---------- SUPPLIED DATA

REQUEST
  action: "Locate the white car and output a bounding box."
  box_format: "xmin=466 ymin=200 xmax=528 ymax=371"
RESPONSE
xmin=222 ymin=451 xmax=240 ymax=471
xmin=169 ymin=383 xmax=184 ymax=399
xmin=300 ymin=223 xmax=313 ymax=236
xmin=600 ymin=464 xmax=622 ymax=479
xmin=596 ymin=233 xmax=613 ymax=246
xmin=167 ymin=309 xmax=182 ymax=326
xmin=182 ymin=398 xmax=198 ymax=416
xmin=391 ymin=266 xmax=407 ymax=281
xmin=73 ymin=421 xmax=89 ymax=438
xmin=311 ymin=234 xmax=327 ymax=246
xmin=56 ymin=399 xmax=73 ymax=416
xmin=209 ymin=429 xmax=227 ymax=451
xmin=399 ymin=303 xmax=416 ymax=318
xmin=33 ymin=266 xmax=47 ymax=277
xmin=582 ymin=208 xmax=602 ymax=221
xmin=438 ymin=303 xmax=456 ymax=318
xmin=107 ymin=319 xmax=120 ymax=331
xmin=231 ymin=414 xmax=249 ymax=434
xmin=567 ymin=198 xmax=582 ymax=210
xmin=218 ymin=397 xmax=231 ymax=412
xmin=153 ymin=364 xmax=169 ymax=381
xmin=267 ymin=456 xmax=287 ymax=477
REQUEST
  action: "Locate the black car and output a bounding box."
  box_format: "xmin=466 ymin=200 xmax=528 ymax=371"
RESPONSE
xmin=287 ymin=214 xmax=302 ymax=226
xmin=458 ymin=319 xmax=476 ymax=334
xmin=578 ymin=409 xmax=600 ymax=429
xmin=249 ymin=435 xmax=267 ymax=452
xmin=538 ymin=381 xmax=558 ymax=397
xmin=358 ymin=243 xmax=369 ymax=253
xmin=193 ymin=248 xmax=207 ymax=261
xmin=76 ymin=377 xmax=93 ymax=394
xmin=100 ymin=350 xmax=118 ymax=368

--------------------

EXERCISE: Format every line of all the items above as a JSON list of strings, one string per line, leaving out any blank lines.

ANSWER TO THIS PROBLEM:
[
  "REQUEST",
  "  action: \"Locate the white car and output a bounding box.\"",
  "  box_format: \"xmin=466 ymin=200 xmax=528 ymax=371\"",
  "RESPONSE",
  "xmin=222 ymin=451 xmax=240 ymax=471",
  "xmin=169 ymin=383 xmax=184 ymax=399",
  "xmin=300 ymin=223 xmax=313 ymax=236",
  "xmin=600 ymin=464 xmax=622 ymax=479",
  "xmin=596 ymin=233 xmax=613 ymax=246",
  "xmin=167 ymin=309 xmax=182 ymax=326",
  "xmin=182 ymin=398 xmax=198 ymax=416",
  "xmin=391 ymin=266 xmax=407 ymax=281",
  "xmin=73 ymin=421 xmax=89 ymax=438",
  "xmin=311 ymin=234 xmax=327 ymax=246",
  "xmin=56 ymin=399 xmax=73 ymax=416",
  "xmin=209 ymin=429 xmax=227 ymax=451",
  "xmin=399 ymin=303 xmax=416 ymax=318",
  "xmin=33 ymin=266 xmax=47 ymax=277",
  "xmin=582 ymin=208 xmax=602 ymax=221",
  "xmin=438 ymin=303 xmax=456 ymax=318",
  "xmin=107 ymin=319 xmax=120 ymax=331",
  "xmin=231 ymin=414 xmax=249 ymax=434",
  "xmin=567 ymin=198 xmax=582 ymax=210",
  "xmin=218 ymin=397 xmax=231 ymax=412",
  "xmin=153 ymin=364 xmax=169 ymax=381",
  "xmin=267 ymin=456 xmax=287 ymax=477",
  "REQUEST",
  "  action: \"Locate the black car and output a bounding box.\"",
  "  box_format: \"xmin=466 ymin=200 xmax=528 ymax=371\"",
  "RESPONSE",
  "xmin=287 ymin=214 xmax=302 ymax=226",
  "xmin=458 ymin=319 xmax=476 ymax=334",
  "xmin=578 ymin=409 xmax=600 ymax=429",
  "xmin=249 ymin=435 xmax=267 ymax=452",
  "xmin=538 ymin=381 xmax=558 ymax=397",
  "xmin=358 ymin=243 xmax=369 ymax=253",
  "xmin=193 ymin=248 xmax=207 ymax=261",
  "xmin=76 ymin=377 xmax=93 ymax=394",
  "xmin=100 ymin=350 xmax=118 ymax=368"
]